● What to work on:
Rewrite each of the entries below, changing "all visible instances" to "every visible instance" wherever it occurs and leaving everything else unchanged. Omit the pictures from your answer.

● Material for this exercise:

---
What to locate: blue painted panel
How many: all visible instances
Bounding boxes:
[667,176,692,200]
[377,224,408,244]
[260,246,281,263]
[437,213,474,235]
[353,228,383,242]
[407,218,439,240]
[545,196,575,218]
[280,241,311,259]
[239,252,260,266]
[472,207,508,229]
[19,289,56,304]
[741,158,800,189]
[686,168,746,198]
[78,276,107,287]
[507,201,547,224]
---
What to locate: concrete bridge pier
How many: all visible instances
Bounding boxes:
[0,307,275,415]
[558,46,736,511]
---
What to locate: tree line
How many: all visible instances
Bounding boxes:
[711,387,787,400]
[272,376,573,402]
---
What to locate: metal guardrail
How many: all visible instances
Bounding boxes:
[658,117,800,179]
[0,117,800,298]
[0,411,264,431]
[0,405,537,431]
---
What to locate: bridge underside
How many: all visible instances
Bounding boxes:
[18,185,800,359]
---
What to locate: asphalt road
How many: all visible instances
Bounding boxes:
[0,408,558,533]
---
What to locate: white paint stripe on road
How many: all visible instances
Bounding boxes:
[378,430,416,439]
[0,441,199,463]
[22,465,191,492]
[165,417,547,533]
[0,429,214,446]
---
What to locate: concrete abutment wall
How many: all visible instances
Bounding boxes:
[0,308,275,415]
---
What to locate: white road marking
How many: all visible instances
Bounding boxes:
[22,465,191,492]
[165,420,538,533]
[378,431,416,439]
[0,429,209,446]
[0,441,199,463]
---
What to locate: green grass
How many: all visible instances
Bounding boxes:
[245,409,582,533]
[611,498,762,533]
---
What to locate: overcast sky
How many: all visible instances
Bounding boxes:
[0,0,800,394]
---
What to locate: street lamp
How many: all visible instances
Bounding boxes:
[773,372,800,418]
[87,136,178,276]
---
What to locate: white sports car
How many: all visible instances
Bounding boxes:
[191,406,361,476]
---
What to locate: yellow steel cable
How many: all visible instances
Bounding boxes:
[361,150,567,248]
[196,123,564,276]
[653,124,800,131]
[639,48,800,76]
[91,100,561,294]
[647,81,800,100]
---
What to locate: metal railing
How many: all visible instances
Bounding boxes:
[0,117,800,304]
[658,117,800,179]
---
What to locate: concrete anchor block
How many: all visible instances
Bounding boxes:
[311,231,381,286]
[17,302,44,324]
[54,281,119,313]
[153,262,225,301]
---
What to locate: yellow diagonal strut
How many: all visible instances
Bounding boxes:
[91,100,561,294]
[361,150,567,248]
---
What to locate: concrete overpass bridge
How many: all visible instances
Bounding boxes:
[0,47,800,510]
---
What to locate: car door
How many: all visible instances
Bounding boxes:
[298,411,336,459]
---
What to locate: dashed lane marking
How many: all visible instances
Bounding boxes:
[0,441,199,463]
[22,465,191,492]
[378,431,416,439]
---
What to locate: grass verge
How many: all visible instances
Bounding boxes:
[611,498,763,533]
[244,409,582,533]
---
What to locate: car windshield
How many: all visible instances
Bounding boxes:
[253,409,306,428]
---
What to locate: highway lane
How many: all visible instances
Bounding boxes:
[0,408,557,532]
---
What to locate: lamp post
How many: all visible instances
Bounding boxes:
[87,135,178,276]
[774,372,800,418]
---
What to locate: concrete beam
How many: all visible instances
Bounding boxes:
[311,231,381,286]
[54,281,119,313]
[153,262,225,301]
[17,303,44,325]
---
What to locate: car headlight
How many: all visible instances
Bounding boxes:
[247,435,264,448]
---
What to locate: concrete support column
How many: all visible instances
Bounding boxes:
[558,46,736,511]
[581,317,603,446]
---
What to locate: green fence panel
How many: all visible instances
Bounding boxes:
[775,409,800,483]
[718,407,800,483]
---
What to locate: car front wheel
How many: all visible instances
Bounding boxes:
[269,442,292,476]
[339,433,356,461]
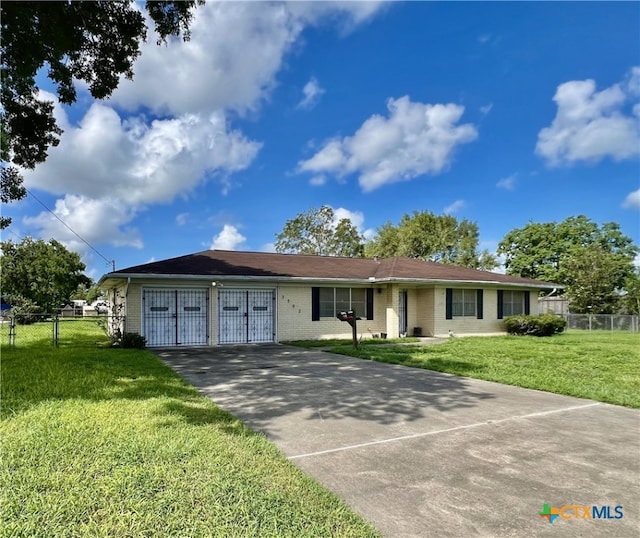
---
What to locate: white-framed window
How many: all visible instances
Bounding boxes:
[451,289,477,317]
[502,290,525,318]
[319,288,367,318]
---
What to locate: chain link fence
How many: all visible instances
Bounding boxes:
[0,314,112,348]
[562,314,640,332]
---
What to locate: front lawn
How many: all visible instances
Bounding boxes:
[306,331,640,407]
[0,324,377,538]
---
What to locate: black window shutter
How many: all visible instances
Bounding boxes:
[311,287,320,321]
[367,288,373,319]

● Reply to the task:
---
What to locate: blue painted panel
How many: every visible instance
Bounding boxes:
[667,176,692,200]
[377,224,408,244]
[260,246,281,263]
[437,213,474,235]
[353,228,383,242]
[407,218,439,240]
[545,196,575,218]
[280,241,311,259]
[239,252,260,266]
[472,207,508,229]
[19,289,56,304]
[741,158,800,189]
[686,168,746,198]
[78,276,107,287]
[507,201,547,224]
---
What to locate: concrete bridge pier
How many: every visible instance
Bounding boxes:
[0,307,275,415]
[558,46,736,511]
---
What to locate: tree line
How many: every visible instance
Bounding boxes:
[711,387,787,400]
[272,376,573,402]
---
What to locate: metal guardrail
How many: every visible instance
Bounding boxes:
[658,117,800,179]
[0,117,800,298]
[0,411,264,431]
[0,405,537,431]
---
What to locate: bridge underside
How many: every visible instance
Bounding boxes:
[18,185,800,359]
---
What to locate: asphalt road
How many: every visible instance
Bounding boxes:
[0,408,558,533]
---
What to locate: white paint stripe on road
How many: every visible instance
Bounding boxes:
[378,430,416,439]
[0,441,199,463]
[22,465,191,492]
[165,417,547,533]
[0,429,214,446]
---
What to locate: concrete abutment wall
How many: every visible instance
Bounding boxes:
[0,308,275,415]
---
What to locate: white road marking
How many: every visible instance
Bounding boxes:
[22,465,191,492]
[165,420,538,533]
[378,431,416,439]
[0,429,209,446]
[0,441,199,463]
---
What to locate: green grass
How many: every visible instance
Bounding boxes:
[245,409,582,533]
[611,498,762,533]
---
What to locate: overcast sky
How many: every visible instance
Bounding boxes:
[0,0,800,394]
---
What to locate: street lamp
How many: every visible instance
Bounding boxes:
[773,372,800,418]
[87,136,178,276]
---
What to locate: white sports car
How many: every visible instance
Bounding boxes:
[191,406,361,476]
---
What to locate: yellow steel cable
How many: every visible instance
Bounding boxes:
[361,150,567,248]
[196,123,564,276]
[653,124,800,131]
[639,48,800,76]
[91,100,561,294]
[647,81,800,100]
---
What to locate: metal railing
How many: every visible instance
Bounding boxes:
[0,117,800,304]
[658,117,800,179]
---
What to locate: concrete anchor block
How many: every visible instance
Bounding boxes:
[311,231,381,286]
[17,302,44,324]
[54,281,119,313]
[153,262,225,301]
---
What to locate: yellow diagonal strut
How many: every visible instance
Bounding boxes:
[91,100,561,294]
[361,150,567,248]
---
What to locate: concrete overpass bridge
How many: every visible instance
Bounding boxes:
[0,47,800,510]
---
What to locate: car door
How many: every visible instance
Bounding boxes:
[298,411,336,459]
---
What to locate: dashed lane marking
How many: every visible instance
Bounding boxes:
[0,441,199,463]
[22,465,191,492]
[378,431,416,439]
---
What to locate: grass verge
How many: every visible instance
Bounding boxes:
[611,498,763,533]
[244,409,582,533]
---
What to locate: car windshield
How many: every visible instance
Bounding boxes:
[253,409,306,428]
---
What to locate: highway lane
How many: every visible instance
Bounding boxes:
[0,408,557,532]
---
What to locate: lamp post
How many: every visible instance
Bounding boxes:
[87,135,178,276]
[774,372,800,418]
---
What to locate: concrete beam
How many: every visible instance
Bounding boxes:
[311,231,381,286]
[54,281,119,313]
[153,262,225,301]
[17,303,44,325]
---
What to locate: car headlight
How many: every visible instance
Bounding boxes:
[247,435,264,448]
---
What to locate: concrete support column
How many: every visible instance
Bounding boxes:
[558,46,736,511]
[581,317,603,446]
---
What to locate: green fence panel
How many: every visible instance
Bounding boxes:
[775,409,800,483]
[718,407,800,483]
---
What to locate: car front wheel
How many: every visible instance
Bounding boxes:
[269,442,292,476]
[339,433,356,461]
---
What to locate: white-framed window
How many: every visible instance
Bounding boxes:
[451,289,477,317]
[502,290,525,318]
[319,288,367,318]
---
What to locate: chain link fence
How many: every visible instance
Bounding boxes:
[0,314,112,348]
[562,314,640,332]
---
What to locate: front lawn
How many: every visible instance
Bounding boxes:
[306,331,640,407]
[0,324,377,538]
---
What to locate: black window shutter
How many: every visible instance
Bounding boxes:
[311,287,320,321]
[367,288,373,319]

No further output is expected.